Kickstarter Interview (Corsair by Nick Gonzo, Magician's House, Alexa Renée and Rob Jones)

Nick Gonzo makes up one quarter of the indie comics powerhouse publisher that is Madius Comics. As both the writer and artist on the fan-favourite 50Signal and the wonderfully weird Pictures of Spiderman, Gonzo has made a name for himself in the British indie comics scene. Gonzo's new project, Corsair, features artwork by Magician's House, colours by Alexa Renée and letters by his Madius compatriot Rob Jones.

Nick Gonzo sat down with me to discuss what sparked his obsession with comics, the horror influences he draws from and why he's taking a unique approach to launching his new series. The fundraising has already started and runs until Friday 25th August, so hurry on over and donate before it's too late.

WARNING: This article contains explicit images

Mark Dickson: What's your quick pitch for Corsair if people haven't heard of it before?

Nick Gonzo: Corsair is a sort of a mashup between a horror story and a detective story. It is a police procedural that happens to be about ghosts and folklore in England. Somebody described it as "Planetary but in England" if you're a fan of Warren Ellis, but I see it as an incredibly English version of Swamp Thing.

It's hard to explain, but it's a book about a guy investigating the weird folk tales of England and putting them in a contrasting state to the new and modern England. The entire central theme is about order versus disorder and the people caught in between. Disorder being the natural  England, Pagan England, and the so-called "order" being the modern Christian England. It's about the two identities that England has and how they don't sit next to each other very comfortably.

I did have something along those lines as a question. If you had to choose a genre for Corsair, would you call it a detective story or a horror story?

Gonzo: I would call it a horror story. The detective work is a framework for the horror. There are many great horror stories about cops in the same way that the horror series Condemned for the Playstation was all technically about cops - in all actuality it's a horror story. You know, the story of Silent Hill is not a love story because he loves his dead wife - it's a horror story because he goes to Silent Hill and it's full of crazy shit.

The fact that Corsair is an agent for The Order, which investigates and solves strange happenings, it's still a horror story because the things that he's investigating are horrifying. The first one is kind of a haunted house tale, but it's my version of a haunted house tale.

- _YOUR TASKS_:
[1] Pick out each line of the records that contains the word "cloud".
[2] Carry on the Corsair interview, beginning right after its final sentence.
The Corsair interview and the records come from separate, unrelated sources.

- _Records from a point-labeling set_:
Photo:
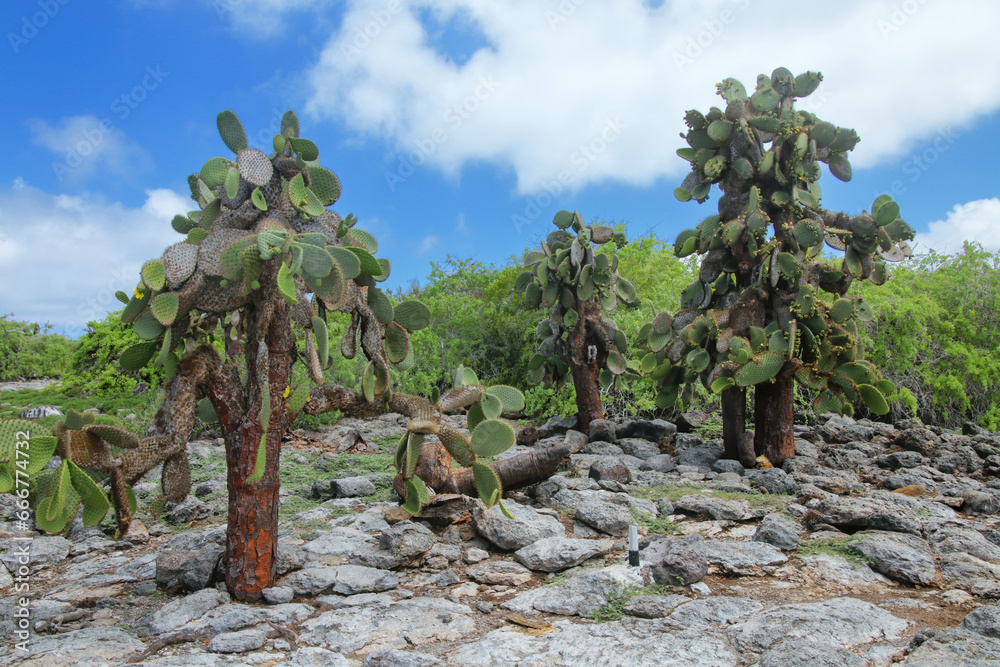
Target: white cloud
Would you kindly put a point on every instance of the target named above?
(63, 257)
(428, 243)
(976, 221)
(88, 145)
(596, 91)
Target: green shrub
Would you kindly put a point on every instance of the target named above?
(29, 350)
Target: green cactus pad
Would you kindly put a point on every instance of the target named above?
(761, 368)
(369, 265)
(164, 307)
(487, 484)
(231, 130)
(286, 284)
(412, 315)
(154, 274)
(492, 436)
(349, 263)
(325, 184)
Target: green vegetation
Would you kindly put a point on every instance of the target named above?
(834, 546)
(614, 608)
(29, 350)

--

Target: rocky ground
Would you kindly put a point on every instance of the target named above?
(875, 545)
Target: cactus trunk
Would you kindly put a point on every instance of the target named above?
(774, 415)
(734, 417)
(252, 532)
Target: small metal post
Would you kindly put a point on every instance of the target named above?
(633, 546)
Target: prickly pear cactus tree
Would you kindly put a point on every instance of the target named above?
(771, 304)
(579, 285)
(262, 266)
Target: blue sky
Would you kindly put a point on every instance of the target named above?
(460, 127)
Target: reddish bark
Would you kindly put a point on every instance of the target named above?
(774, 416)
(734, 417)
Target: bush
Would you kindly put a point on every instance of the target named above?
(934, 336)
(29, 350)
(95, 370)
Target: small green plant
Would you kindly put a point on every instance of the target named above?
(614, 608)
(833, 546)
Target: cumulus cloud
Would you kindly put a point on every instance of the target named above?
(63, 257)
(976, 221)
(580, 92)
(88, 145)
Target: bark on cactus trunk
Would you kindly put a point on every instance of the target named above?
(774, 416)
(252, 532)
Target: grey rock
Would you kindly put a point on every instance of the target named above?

- _ANSWERS_:
[1]
Target: white cloud
Target: cumulus cloud

[2]
Your protagonist is very blunt, he's very gruff. He's very much a "guy's guy".

Gonzo: I wouldn't say so. He's a typical Yorkshire man, he's...when you say "guy's guy" I always get a misogynist in my head.

Somebody said that Corsair has a very Constantine-y vibe and in my head the character of Constantine and the character of Blythe Corsair are not congruous. In my head it's more like, if you've seen Breaking Bad or Better Call Saul, there's a character called Mike Ehrmantraut in that and I've just realised how much they connect in my head. 

Corsair has been around the block; he's seen everything and he's not necessarily shocked by anything anymore - he knows what the rules are to life. There's a scene in the first issue where he goes into a guy's bedroom and sees the guy's got a pair of handcuffs chained to his headboard and rather than comment on it, he's just like "That's just what the guy gets up to". 

I think that's one of things that I want to explore with the character of Blythe Corsair, because the idea is that he's old, he's not short-tempered, but he has very little interest in being pissed around. He doesn't want to play politics in The Order and his superior officer is regularly seen playing golf and working his way up the political ladder. Corsair would rather be out there doing what he's there for rather than try to get his name on the wall.

In the same way that the old fashioned detective is only interested in the true nature of the law, the badge or whatever it represents, Corsair is out there to do the best at his job that he can do and has no time for this brown-nosing around it. Calling him a man's man is reductive to his character, but he is the typical elderly Yorkshire-man who's happy for the world to keep going, but he just wants to keep his place in it.

So you've said that in the first issue, it's got a lot to do with a haunted house and that feels very much like classic horror. Do you have any classic horror influences that you're drawing from?

Gonzo: The thing is that the actual stories in it are very much drawn from folktales. One of my favourite things in life is that if you go on holiday in England and you go in the local gift shop, the local corner shop, they will have these small books that will tell you about the folk tales of that area. Go into a Waterstones in Leeds or Wakefield or Barnsley and you'll have books like "Murder in Leeds" or "Black Barnsley" , which is one that I own, that will tell you everything. 

I was on holiday in South Wales and they had one that was telling me all about the ancient folk tales of the Pembrook area and that kind of thing is where my inspiration for it comes from. The story's all about the folk tales of England, but I wanted to frame it in a very classic horror way and there's nothing more classic to me than a haunted house story.

To go onto the art, there's one splash page just after Corsair picks up the artefact that sets this story off. What were your notes to artist Stefani (a.k.a Magician's House) for that page and how much of it did you paint out for her?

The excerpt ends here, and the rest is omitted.